-- Start of STORED ROWS --
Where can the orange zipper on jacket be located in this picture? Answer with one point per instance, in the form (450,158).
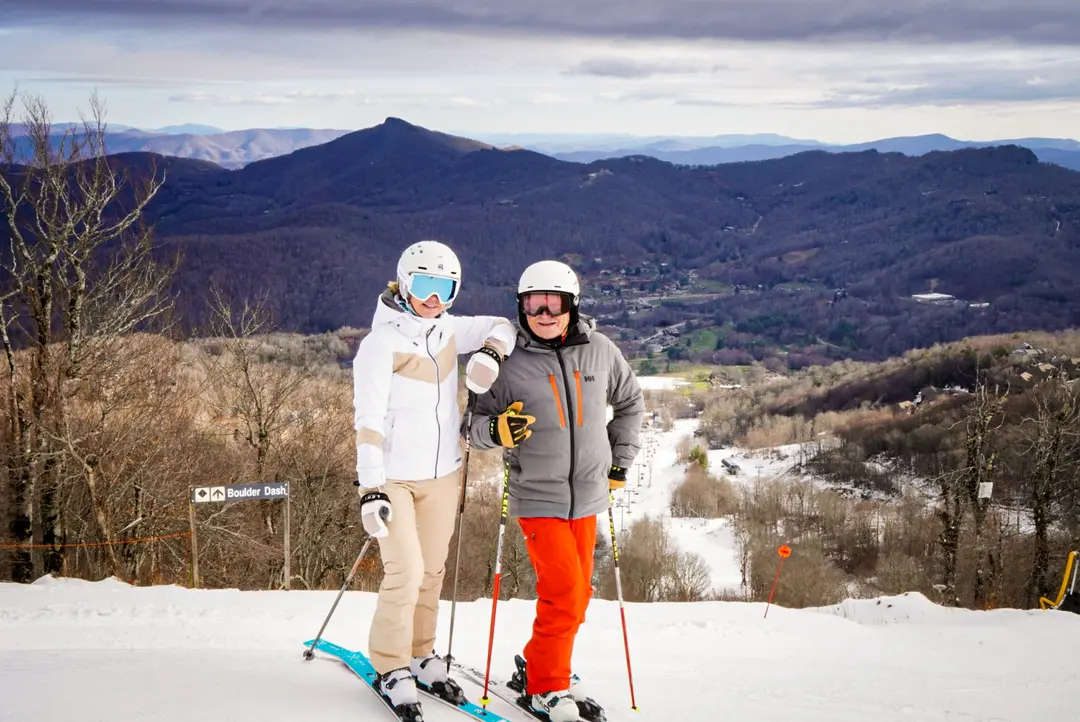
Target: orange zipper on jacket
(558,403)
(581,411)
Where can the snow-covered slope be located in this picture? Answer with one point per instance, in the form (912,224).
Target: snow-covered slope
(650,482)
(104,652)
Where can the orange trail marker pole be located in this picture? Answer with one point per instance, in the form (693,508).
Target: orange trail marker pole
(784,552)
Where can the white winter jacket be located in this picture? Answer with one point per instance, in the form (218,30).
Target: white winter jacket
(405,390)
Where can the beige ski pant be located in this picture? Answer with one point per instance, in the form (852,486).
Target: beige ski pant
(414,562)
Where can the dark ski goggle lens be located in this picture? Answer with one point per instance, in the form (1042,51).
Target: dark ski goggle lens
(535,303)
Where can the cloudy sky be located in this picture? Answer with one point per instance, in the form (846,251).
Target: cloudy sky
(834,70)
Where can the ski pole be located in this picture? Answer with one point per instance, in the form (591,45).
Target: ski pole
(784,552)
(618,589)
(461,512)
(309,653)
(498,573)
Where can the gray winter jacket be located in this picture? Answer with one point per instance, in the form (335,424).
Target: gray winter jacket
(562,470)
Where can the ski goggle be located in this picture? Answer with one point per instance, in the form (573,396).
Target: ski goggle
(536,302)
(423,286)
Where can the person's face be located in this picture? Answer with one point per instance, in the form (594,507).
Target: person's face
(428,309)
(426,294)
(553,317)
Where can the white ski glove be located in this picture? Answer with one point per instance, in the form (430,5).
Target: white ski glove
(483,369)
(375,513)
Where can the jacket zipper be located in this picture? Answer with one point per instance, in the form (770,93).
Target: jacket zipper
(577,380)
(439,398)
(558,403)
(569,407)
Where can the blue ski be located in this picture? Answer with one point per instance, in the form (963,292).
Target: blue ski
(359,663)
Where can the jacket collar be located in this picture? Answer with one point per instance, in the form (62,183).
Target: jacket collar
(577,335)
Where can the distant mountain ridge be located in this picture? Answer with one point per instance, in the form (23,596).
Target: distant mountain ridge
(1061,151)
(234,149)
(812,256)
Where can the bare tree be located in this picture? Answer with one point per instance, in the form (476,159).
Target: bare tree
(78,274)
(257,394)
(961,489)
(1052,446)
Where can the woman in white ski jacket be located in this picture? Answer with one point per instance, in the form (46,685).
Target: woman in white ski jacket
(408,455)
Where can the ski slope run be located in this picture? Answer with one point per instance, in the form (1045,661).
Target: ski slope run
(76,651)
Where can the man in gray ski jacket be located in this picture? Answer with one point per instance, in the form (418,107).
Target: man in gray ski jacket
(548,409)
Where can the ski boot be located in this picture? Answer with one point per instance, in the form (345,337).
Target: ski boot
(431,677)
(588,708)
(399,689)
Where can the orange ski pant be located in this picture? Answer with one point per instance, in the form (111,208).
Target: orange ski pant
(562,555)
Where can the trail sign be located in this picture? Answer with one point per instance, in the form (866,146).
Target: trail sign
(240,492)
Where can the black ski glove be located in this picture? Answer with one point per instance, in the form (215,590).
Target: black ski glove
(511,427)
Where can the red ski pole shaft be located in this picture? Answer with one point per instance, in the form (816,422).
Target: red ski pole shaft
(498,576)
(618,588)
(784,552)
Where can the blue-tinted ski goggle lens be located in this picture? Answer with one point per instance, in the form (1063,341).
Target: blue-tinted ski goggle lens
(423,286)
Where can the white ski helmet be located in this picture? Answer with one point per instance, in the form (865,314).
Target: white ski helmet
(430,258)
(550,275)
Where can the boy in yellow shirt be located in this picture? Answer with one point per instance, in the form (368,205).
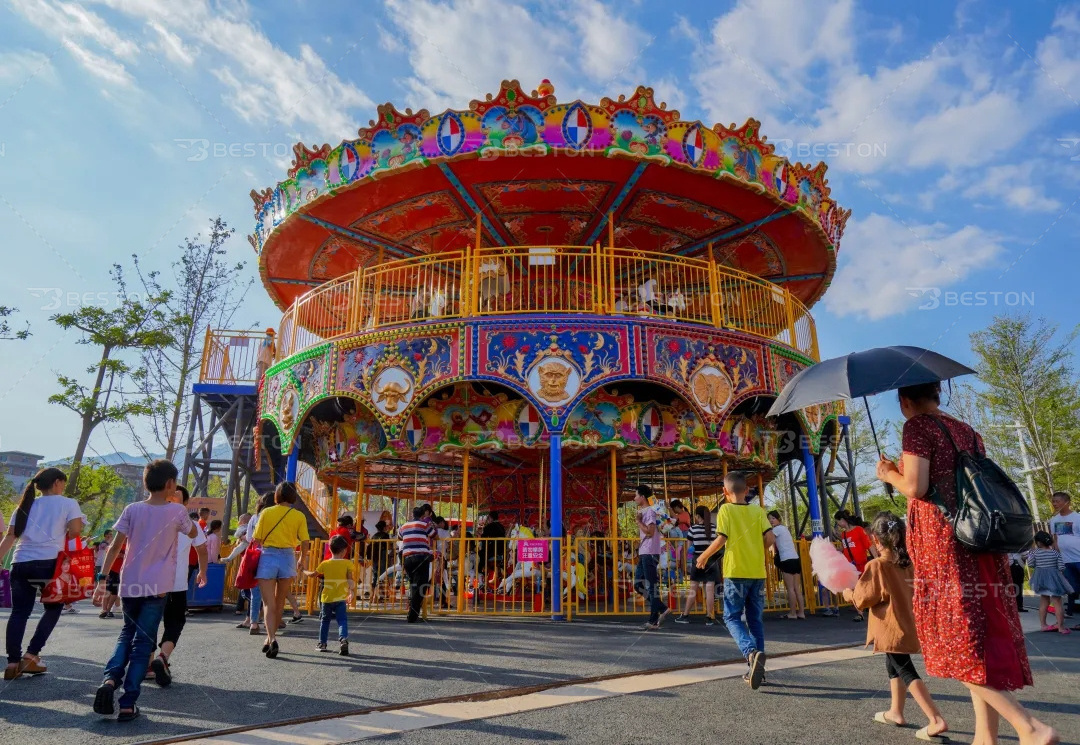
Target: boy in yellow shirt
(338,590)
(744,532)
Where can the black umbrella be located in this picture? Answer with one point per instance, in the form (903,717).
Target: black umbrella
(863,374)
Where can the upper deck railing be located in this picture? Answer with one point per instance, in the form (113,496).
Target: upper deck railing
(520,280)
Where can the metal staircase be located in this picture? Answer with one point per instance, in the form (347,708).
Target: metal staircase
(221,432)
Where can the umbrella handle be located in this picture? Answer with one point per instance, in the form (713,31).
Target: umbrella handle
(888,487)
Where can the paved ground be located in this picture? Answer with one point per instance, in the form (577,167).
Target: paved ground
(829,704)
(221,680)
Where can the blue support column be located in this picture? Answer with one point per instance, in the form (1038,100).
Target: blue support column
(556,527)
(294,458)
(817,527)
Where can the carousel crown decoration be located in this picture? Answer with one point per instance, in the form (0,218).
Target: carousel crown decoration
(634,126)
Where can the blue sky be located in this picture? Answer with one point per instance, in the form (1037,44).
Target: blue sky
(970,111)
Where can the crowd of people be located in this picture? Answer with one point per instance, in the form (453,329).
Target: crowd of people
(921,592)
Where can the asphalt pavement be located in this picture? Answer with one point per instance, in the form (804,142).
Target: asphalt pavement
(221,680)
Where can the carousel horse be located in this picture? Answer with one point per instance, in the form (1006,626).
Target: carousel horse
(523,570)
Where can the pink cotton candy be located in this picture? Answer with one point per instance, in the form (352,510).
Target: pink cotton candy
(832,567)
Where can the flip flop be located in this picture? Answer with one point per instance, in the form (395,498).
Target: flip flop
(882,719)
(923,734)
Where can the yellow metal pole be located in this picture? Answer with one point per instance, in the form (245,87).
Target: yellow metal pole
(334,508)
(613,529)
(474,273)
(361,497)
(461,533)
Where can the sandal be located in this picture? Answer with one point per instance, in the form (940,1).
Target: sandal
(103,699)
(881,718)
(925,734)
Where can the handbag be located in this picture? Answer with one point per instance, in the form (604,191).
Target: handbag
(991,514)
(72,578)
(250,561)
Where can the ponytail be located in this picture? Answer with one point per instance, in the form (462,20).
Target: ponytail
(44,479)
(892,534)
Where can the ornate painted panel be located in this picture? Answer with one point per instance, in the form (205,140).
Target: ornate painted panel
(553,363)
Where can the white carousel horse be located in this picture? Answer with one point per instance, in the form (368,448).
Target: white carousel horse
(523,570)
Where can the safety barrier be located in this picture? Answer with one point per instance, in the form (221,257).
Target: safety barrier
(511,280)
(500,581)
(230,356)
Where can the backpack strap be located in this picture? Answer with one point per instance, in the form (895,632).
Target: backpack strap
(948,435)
-- End of STORED ROWS --
• _PROMPT_: Render all the rows above as a numbered list, dropping any blank lines and leaving the pictures out.

• _TASK OUTPUT_:
1. Where can the orange zipper on jacket be located in this picture? Answer with one point per instance, in the form (450,158).
2. Target: orange zipper on jacket
3. (558,403)
4. (581,411)
5. Where can the snow-covered slope be located in this picture? Answer with one point per instance, in the form (912,224).
6. Target: snow-covered slope
7. (650,482)
8. (104,652)
9. Where can the orange trail marker pole be located in this picture? Answer with one point per instance, in the form (693,508).
10. Target: orange trail marker pole
11. (784,552)
12. Where can the white winter jacket be located in this picture? Answer with one point per instance, in the form (218,30).
13. Target: white winter jacket
14. (405,390)
15. Where can the beige ski pant be located in this picture? Answer with one point per instance, in the form (852,486).
16. Target: beige ski pant
17. (414,562)
18. Where can the dark ski goggle lens be located in this picture? Answer with one point per instance, in the form (1042,51).
19. Target: dark ski goggle lens
20. (535,303)
21. Where can the cloudy sky be located in this picture? Answer with one point per instance, in the form (846,251).
22. Target: cloudy sky
23. (834,70)
24. Where can the ski pole be located in this picture? Answer with one point per instance, in the form (591,45).
25. Target: ski pole
26. (784,552)
27. (618,589)
28. (461,512)
29. (309,653)
30. (498,573)
31. Where can the gray winter jacket be located in this picture? Answer with one point per instance, in the form (335,424).
32. Target: gray winter jacket
33. (562,470)
34. Where can the ski goggle be located in this picture? Answer with one point per instance, in the form (573,396).
35. Target: ski goggle
36. (536,302)
37. (423,286)
38. Where can the person's face be located in this picture? Answer with one point per instance, in the form (594,507).
39. Target: person's face
40. (428,309)
41. (426,294)
42. (553,317)
43. Where can the white ski glove be located in this picture? Answer with one point per instance, in the form (430,5).
44. Target: white ski glove
45. (483,369)
46. (375,513)
47. Where can the jacket zipper be located in this picture? Answer with one point per instance, in the form (770,93).
48. Target: jacket zipper
49. (577,380)
50. (439,398)
51. (558,403)
52. (569,407)
53. Where can the blue ski be located in this picture? Answer with one point per instance, in the form (963,292).
54. Target: blue ski
55. (359,663)
56. Where can the jacket collar be located in this picture? Answer with one point per instance, in the form (62,183).
57. Target: jacket collar
58. (577,335)
59. Where can the distant mountain ridge be located in this picture? Answer with one point per instance, in the form (23,596).
60. Target: distant mountain ridge
61. (1061,151)
62. (234,149)
63. (812,256)
64. Where can the bare tree be located in this picture? Answer with one point per instance, in the form (476,159).
65. Target: bare tree
66. (78,274)
67. (257,394)
68. (961,489)
69. (1052,446)
70. Where can the woman in white ski jacket be located in this picture? Answer with one point per instance, in the form (46,685).
71. Target: woman in white ski jacket
72. (408,455)
73. Where can the ski slope run be located in this picture? Answer with one point per instance, in the form (1045,661).
74. Target: ski slope run
75. (76,651)
76. Where can the man in gray ski jacket be located in this picture? Answer with one point per instance, in the form (418,107).
77. Target: man in gray ski jacket
78. (548,409)
79. Where can the ski boot be located in this picture? Answer with one point per instance, in the form (345,337).
80. Target: ski boot
81. (431,677)
82. (588,708)
83. (399,689)
84. Where can the orange ski pant be located in this picture? Answer with one point per instance, in the form (111,208).
85. Target: orange ski pant
86. (562,555)
87. Where can the trail sign be located in this picture? Answer with one point per instance, in the form (866,146).
88. Target: trail sign
89. (240,492)
90. Where can the black ski glove be located in this picture? Answer with one point per instance, in the form (215,590).
91. Target: black ski glove
92. (511,427)
93. Where can the red ski pole shaft be located in this picture? Answer with one point per instance, in the form (816,422).
94. Target: red ski pole shaft
95. (498,576)
96. (618,588)
97. (784,552)
98. Where can the blue-tinted ski goggle lens be located in this picture? Answer with one point per instance, in the form (1063,341).
99. Target: blue-tinted ski goggle lens
100. (423,286)
101. Where can the white ski helmet be located in this picture? Answer with one point per instance, in the form (865,314).
102. Target: white ski helmet
103. (430,258)
104. (550,275)
105. Where can the boy in yellow shirt be located in this picture? Answer with one point per instance, in the form (368,205).
106. Target: boy in yellow shirt
107. (338,590)
108. (744,532)
109. Where can the black umbrella be located in this picture? Answer with one point per instance, in the form (903,717).
110. Target: black umbrella
111. (863,374)
112. Where can the upper deck railing be located in this picture? Answer with one point per instance, in the form (113,496).
113. Target: upper deck railing
114. (520,280)
115. Where can the metal staircase be located in this picture? Answer with one point per instance, in the form (347,708).
116. Target: metal staircase
117. (221,432)
118. Where can the umbrella handle be located in this picture? Answer with one point per instance, in the form (713,31).
119. Target: umbrella handle
120. (888,487)
121. Where can the paved ground be located in this picture? Answer with one point per instance, in the form (577,167).
122. Target: paved ground
123. (829,704)
124. (221,680)
125. Where can the blue support column be located in this picture? Answer with one point per instance, in the form (1038,100).
126. Target: blue support column
127. (556,527)
128. (294,458)
129. (817,527)
130. Where can the carousel crown decoration be located in this picture? Answer with one point per instance, in the form (0,218).
131. Target: carousel crown decoration
132. (634,126)
133. Where can the blue sky be located in this picture? Answer with one point per instance, in the form (1037,44).
134. Target: blue sky
135. (970,111)
136. Where can the crowd of people be located in this picture? Answer with one point per instance, in the form (453,329).
137. Target: crowd of people
138. (921,592)
139. Where can the asphalt pavement be located in this picture? Answer with one point per instance, in the form (804,142).
140. Target: asphalt pavement
141. (221,680)
142. Where can the carousel horse be located in this picture? Answer with one point per instance, in the form (1006,626).
143. Target: carousel horse
144. (523,570)
145. Where can the pink cotton candy be located in this picture? Answer with one point per instance, in the form (352,510).
146. Target: pink cotton candy
147. (832,567)
148. Where can the flip flop be located in this picture? Answer with one point per instance, in the form (395,498).
149. Target: flip flop
150. (882,719)
151. (923,734)
152. Where can the yellow metal pole be located in this picture? Answer with one point per instance, in the form (245,87).
153. Target: yellow metal pole
154. (334,508)
155. (613,529)
156. (474,273)
157. (361,497)
158. (461,533)
159. Where can the sandal be located in this picture? Answer with one point per instance, in the form (940,1).
160. Target: sandal
161. (103,699)
162. (881,718)
163. (925,734)
164. Where can the handbag be located in this picture? Answer with one point per instance, in the form (604,191).
165. Target: handbag
166. (991,514)
167. (72,578)
168. (250,561)
169. Where can the ponytail be located in this picture? Answer with one point per instance, in the form (462,20).
170. Target: ponytail
171. (44,479)
172. (892,534)
173. Where can the ornate painted panel be located in this picture? Answer with one point per instance, in the form (205,140).
174. Target: ornate painted panel
175. (553,363)
176. Where can the white carousel horse be located in this picture? Answer with one point per instance, in the form (368,448).
177. Target: white carousel horse
178. (523,570)
179. Where can the safety barrier be located in this picture? Answer with one point per instance, in the form (221,257).
180. Target: safety barrier
181. (511,280)
182. (500,581)
183. (230,356)
184. Where can the backpack strap be located in this picture? Answer with one point per instance, in the form (895,632).
185. Target: backpack strap
186. (948,435)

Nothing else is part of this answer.